Stored records
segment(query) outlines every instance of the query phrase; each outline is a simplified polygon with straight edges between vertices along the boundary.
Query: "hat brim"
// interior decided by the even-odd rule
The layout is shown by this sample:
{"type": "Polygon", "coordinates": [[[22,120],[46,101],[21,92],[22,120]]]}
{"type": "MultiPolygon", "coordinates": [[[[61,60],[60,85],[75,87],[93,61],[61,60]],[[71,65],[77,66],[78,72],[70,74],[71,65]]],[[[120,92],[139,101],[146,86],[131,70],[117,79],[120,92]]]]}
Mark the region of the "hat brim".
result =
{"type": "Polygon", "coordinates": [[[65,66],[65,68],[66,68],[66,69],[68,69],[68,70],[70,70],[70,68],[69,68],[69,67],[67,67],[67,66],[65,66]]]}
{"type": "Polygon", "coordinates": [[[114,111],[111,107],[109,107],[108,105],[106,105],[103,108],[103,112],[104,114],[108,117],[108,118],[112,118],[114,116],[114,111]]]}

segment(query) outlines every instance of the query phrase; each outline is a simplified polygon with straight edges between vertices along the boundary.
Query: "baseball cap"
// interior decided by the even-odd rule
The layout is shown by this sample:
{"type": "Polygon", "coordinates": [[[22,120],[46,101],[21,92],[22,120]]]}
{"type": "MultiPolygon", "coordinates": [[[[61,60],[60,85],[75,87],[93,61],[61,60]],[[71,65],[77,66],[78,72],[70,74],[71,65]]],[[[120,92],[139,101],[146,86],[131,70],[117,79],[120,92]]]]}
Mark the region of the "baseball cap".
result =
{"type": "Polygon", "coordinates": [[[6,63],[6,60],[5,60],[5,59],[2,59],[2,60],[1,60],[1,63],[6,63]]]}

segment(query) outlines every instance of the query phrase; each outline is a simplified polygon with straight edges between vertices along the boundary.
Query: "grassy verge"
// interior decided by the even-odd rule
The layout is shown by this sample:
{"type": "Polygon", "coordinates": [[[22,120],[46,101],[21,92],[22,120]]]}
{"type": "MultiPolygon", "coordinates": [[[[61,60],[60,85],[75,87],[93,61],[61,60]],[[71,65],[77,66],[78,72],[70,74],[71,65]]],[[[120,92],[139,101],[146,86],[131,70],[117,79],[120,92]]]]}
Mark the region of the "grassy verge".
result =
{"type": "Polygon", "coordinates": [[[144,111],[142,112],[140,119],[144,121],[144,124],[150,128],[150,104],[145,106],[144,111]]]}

§ What the task requires: Your response must consist of the entries, reproduced exactly.

§ Response area:
segment(query) outlines every instance of the query phrase; each outline is a simplified polygon with straight edges between vertices along the boundary.
Query: "hat brim"
// interior decided by the even-odd rule
The layout is shown by this sample:
{"type": "Polygon", "coordinates": [[[22,120],[46,101],[21,92],[22,120]]]}
{"type": "MultiPolygon", "coordinates": [[[[61,60],[60,85],[75,87],[93,61],[61,60]],[[71,65],[77,66],[78,72],[70,74],[71,65]]],[[[120,92],[139,101],[146,86],[131,70],[117,79],[120,92]]]]}
Mark the region of the "hat brim".
result =
{"type": "Polygon", "coordinates": [[[65,66],[65,68],[66,68],[66,69],[68,69],[68,70],[70,70],[70,68],[69,68],[69,67],[67,67],[67,66],[65,66]]]}
{"type": "Polygon", "coordinates": [[[114,111],[111,107],[109,107],[108,105],[106,105],[103,108],[103,112],[104,114],[108,117],[108,118],[112,118],[114,116],[114,111]]]}

segment(query) outlines every instance of the query phrase; each outline is a simplified polygon with straight edges between vertices along the boundary.
Query: "baseball cap"
// interior decided by the even-odd rule
The layout is shown by this sample:
{"type": "Polygon", "coordinates": [[[22,120],[46,101],[21,92],[22,120]]]}
{"type": "MultiPolygon", "coordinates": [[[[61,60],[60,85],[75,87],[93,61],[61,60]],[[71,65],[77,66],[78,72],[70,74],[71,65]]],[[[120,92],[139,101],[146,86],[131,70],[117,79],[120,92]]]]}
Mark the region of the "baseball cap".
result =
{"type": "Polygon", "coordinates": [[[6,63],[6,60],[5,60],[5,59],[2,59],[2,60],[1,60],[1,63],[6,63]]]}

segment(query) outlines every instance of the query phrase; each outline is a simplified polygon with straight edges between vertices along the boundary.
Query: "grassy verge"
// interior decided by the even-odd rule
The layout is shown by this sample:
{"type": "Polygon", "coordinates": [[[22,120],[46,101],[21,92],[22,120]]]}
{"type": "MultiPolygon", "coordinates": [[[[61,60],[60,85],[75,87],[93,61],[61,60]],[[71,65],[77,66],[78,72],[70,74],[71,65]]],[[[120,92],[139,101],[146,86],[131,70],[117,79],[120,92]]]]}
Mark the region of the "grassy verge".
result =
{"type": "Polygon", "coordinates": [[[144,111],[142,112],[140,119],[144,121],[144,124],[150,128],[150,104],[145,106],[144,111]]]}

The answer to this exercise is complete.